==== Dataset entries

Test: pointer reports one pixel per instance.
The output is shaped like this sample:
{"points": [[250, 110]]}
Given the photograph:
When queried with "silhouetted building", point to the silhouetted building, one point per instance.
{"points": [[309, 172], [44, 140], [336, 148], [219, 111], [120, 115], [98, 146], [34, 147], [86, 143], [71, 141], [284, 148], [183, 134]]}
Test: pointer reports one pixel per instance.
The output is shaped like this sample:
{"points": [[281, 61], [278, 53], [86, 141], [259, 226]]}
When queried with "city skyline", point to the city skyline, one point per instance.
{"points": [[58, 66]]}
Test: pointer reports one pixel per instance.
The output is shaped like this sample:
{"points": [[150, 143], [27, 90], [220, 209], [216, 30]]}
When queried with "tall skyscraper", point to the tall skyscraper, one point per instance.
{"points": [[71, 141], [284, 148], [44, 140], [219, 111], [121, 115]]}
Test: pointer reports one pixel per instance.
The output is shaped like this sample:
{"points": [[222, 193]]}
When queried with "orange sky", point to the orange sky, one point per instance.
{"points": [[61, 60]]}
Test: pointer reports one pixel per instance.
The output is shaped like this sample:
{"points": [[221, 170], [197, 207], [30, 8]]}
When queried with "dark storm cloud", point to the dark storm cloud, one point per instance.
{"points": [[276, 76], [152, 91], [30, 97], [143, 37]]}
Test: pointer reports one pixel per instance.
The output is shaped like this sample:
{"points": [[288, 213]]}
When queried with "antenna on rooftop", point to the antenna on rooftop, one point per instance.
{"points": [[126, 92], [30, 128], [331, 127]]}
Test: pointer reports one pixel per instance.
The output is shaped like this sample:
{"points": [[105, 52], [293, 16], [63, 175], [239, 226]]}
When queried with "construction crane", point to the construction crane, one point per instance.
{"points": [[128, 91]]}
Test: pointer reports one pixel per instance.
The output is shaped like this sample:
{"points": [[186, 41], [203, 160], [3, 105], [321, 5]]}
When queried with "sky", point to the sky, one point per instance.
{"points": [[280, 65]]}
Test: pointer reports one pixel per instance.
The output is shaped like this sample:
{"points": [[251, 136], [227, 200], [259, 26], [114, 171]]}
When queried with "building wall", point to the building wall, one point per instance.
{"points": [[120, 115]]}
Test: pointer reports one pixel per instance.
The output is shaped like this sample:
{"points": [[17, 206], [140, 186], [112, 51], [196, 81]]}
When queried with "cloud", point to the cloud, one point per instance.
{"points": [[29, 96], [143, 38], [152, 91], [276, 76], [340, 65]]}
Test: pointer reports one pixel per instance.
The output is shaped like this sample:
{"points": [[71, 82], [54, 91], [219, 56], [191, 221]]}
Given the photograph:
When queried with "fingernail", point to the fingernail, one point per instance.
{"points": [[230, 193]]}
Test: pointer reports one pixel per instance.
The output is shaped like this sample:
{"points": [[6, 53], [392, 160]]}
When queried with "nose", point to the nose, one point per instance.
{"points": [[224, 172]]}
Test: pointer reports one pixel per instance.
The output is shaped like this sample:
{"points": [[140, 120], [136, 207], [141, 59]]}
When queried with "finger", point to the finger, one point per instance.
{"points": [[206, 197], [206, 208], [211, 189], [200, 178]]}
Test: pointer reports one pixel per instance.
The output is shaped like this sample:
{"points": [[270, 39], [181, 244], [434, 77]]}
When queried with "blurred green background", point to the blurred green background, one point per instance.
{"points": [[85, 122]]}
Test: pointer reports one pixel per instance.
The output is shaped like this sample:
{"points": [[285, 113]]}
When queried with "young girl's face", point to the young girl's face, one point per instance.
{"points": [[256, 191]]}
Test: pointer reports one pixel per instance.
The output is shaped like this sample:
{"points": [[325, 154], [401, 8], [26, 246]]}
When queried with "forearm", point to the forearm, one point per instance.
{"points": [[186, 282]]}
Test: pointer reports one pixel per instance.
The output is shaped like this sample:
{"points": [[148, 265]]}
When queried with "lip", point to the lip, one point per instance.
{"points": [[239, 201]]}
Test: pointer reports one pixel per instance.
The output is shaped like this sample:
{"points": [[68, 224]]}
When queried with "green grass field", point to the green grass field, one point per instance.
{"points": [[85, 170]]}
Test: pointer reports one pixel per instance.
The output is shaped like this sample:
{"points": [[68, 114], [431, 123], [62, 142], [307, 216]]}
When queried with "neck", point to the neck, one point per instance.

========

(Work to complete) Copy out every line in the entries above that contains the word "green".

(Result of the task)
When queried with "blurred green background", point to the blurred green background, one point per instance.
When queried with "green grass field", point to the green grass field, one point per instance.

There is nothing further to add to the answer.